» PROBLEMS TO WORK ON
(1) Please answer these from the PC board passage:
(a) Which light sources work best for exposing the new boards?
(b) What water temperature do the DATAK Boards need for development?
(c) How wide is the area of good light in a single fluorescent tube exposer frame?
(2) Carry the PC board passage forward with new paragraphs that pick up after its final sentence.

» PASSAGE PROVIDED

It's easy to make your own printed circuit board for electrons and art.

Making PC Boards

Making your own printed circuit boards (PCBs) is so easy now. The biggest change is in the resist coating on the boards. Now it is less sensitive to ambient light. You do not need a safelight or a closed room to work with these new boards. You do have to be careful with direct light from any source for more than a minute or so. You do not need a special bulb to expose them. Sunlight or a fluorescent light works best.

Plan your space. I closed my bedroom blinds early in the afternoon and placed the exposer frame under my desk. I put a towel over my bathroom window where I have the development tray filled and set up. That’s it.

The DATAK Boards use the same developer. They require a Hot 100 – 110 degree water development and a Cold water rinse to fix the resist. They can be exposed with standard 100 watt bulb at 12 inches for about 10 – 15 minutes.

One thing that is important is that the resist is now sensitive to heat. Any heat. Storing a board in its package under direct sunlight will kill your board. Keep them in a cool dark place. Heat is a good thing too. When you are done developing your board you just rinse the board under warm water and that fixes the resist. Caution here. Once the resist is fixed it is not sensitive to the developer or the light anymore. At this point 91% isopropyl alcohol cleans off the resist and you can fix errors or do modifications all in normal light.

One downside to these single fluorescent tube exposer frames is that the area of good light is just three inches wide down the length of the tube. A 4×6 board set at the front of the exposer frame will have its back one inch poorly exposed. You must rotate your board. For big boards just move them three inches each step through the exposer. Expose for about 6-8 minutes per step. You can get larger multi-tube exposer frames and special exposer lights.

» DATA EXTRACT
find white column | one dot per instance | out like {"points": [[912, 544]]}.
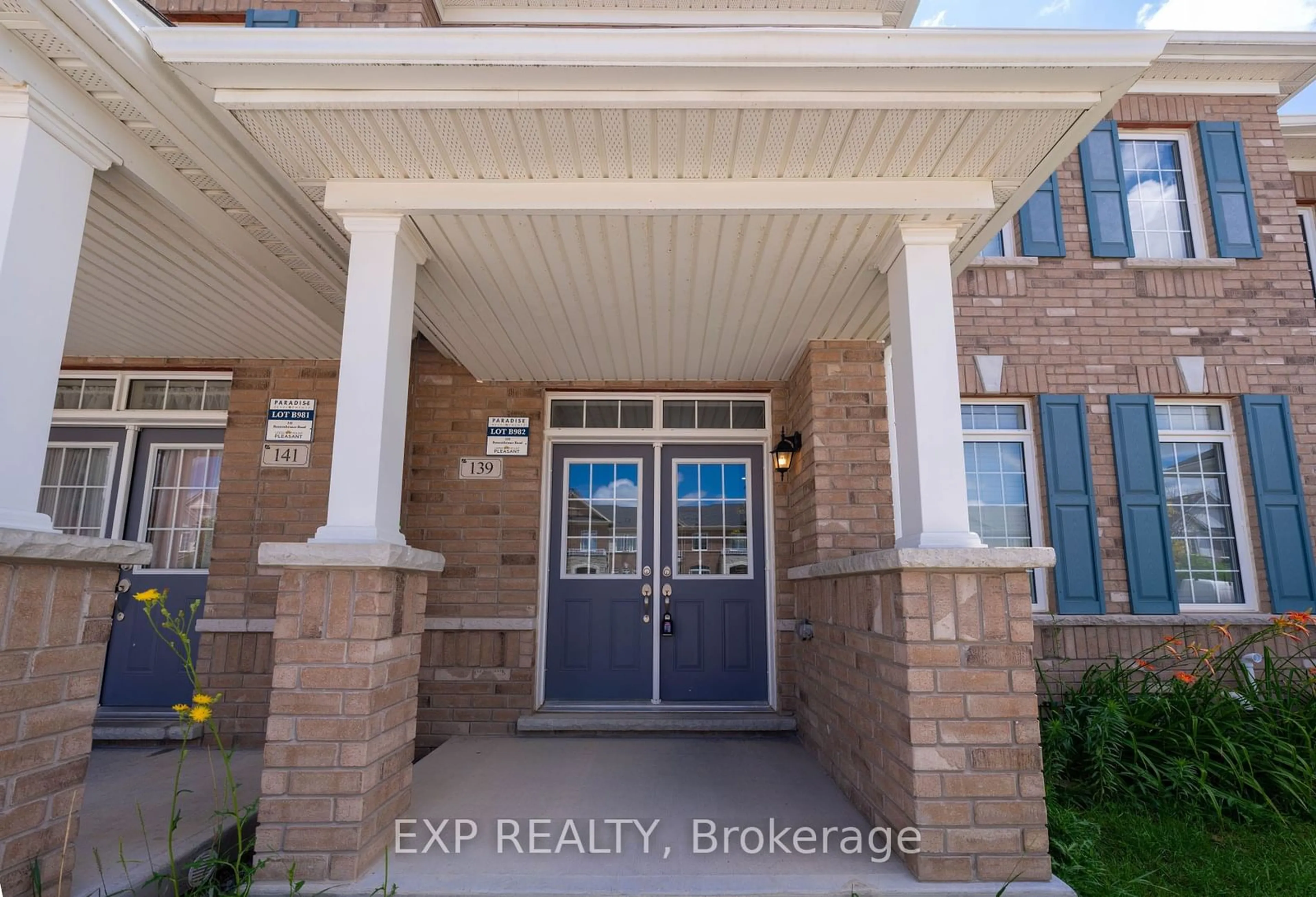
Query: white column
{"points": [[926, 392], [370, 427], [47, 165]]}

» ANSWERS TO THE TASKS
(1)
(a) Sunlight or a fluorescent light.
(b) Hot water at 100–110 degrees.
(c) Three inches wide, down the length of the tube.

(2)
Jameco has everything to make a PCB at home: positive resist boards, positive developer, etchant, trays and an exposer frame. Look under Electronic Design → Prototyping Systems. Pre-sensitized boards are available in many standard sizes. The More Products category has PCB kits and stuff. I have a single 17” fluorescent tube exposer frame. Mine is about 5 ½” high. I got it at Fry’s in Burbank, Ca. I also got my Ammonium Persulphate etchant at Fry’s. Read the instructions that come with the boards. A good exposure makes a good PCB.

I use Fritzing.org to design my boards. Fritzing’s software lets you export your design to a PDF file. Print the PDF file at 100% on clear transparency sheets. For laser printers print on the smooth side of the transparency sheet. Cut out the circuit on the board’s outline.

To work with Fritzing you need electronics knowledge and desktop publishing experience. An example is the object label used in all views. Right-click the object and select Show Label. Select the object and left-click the label and drag it. Right-click the label, select Edit, Size, Rotation and Display Details.

You must get the breadboard and the schematic perfect before you can get a good PCB. No "birdcage wires" (Fritzing calls them "rat’s nest" wires) anywhere. Test all circuit paths by clicking on a node. Then in the PCB remove any rat’s nest wires, rotate and move the parts and delete and make new circuit paths. You make big changes in the breadboard view first, then the schematic view if you need it and then the PCB view.

In the PCB view deleting a trace is the same as deleting a wire in the breadboard and the schematic views. Complete your changes in the PCB and check for rat’s nest wires in the other views. Make wires out of the correct connections and delete the rest. The default PCB is double-sided. Auto-routing is automatic in the other views as you add parts and wires. Start moving, orienting and wiring each part on your PCB as you add them.

To make multiple circuits on one PCB, save your project as somethingA10. In PCB view click the PCB and in the Parts menu set Sticky to unchecked. Click and drag the PCB away from your circuit. Set your PCB to the size that you need. 4×6 is width 101.6mm and height 152.4mm. Position your circuit to the left of the PCB and close to where the duplicate will go.

Drag a selection box around your circuit. Let go. In the edit menu select Duplicate (Ctrl-D). Wait for the duplicate circuit to show up. Do not click it. Use the arrow keys to move your duplicate onto your PCB. Repeat this for each copy. The breadboard and schematic views will be a mess. Line things up nicely. Save your project. Make an editable PDF. Wait for it. Done.

I do not put Sticky back on. Watch out for Duplicate errors. All of the part labels have copy numbers in them. Do not touch the breadboard or the schematic. To fix errors delete the bad circuit and make a new duplicate circuit. The more parts in the circuit the longer it will take to make a duplicate.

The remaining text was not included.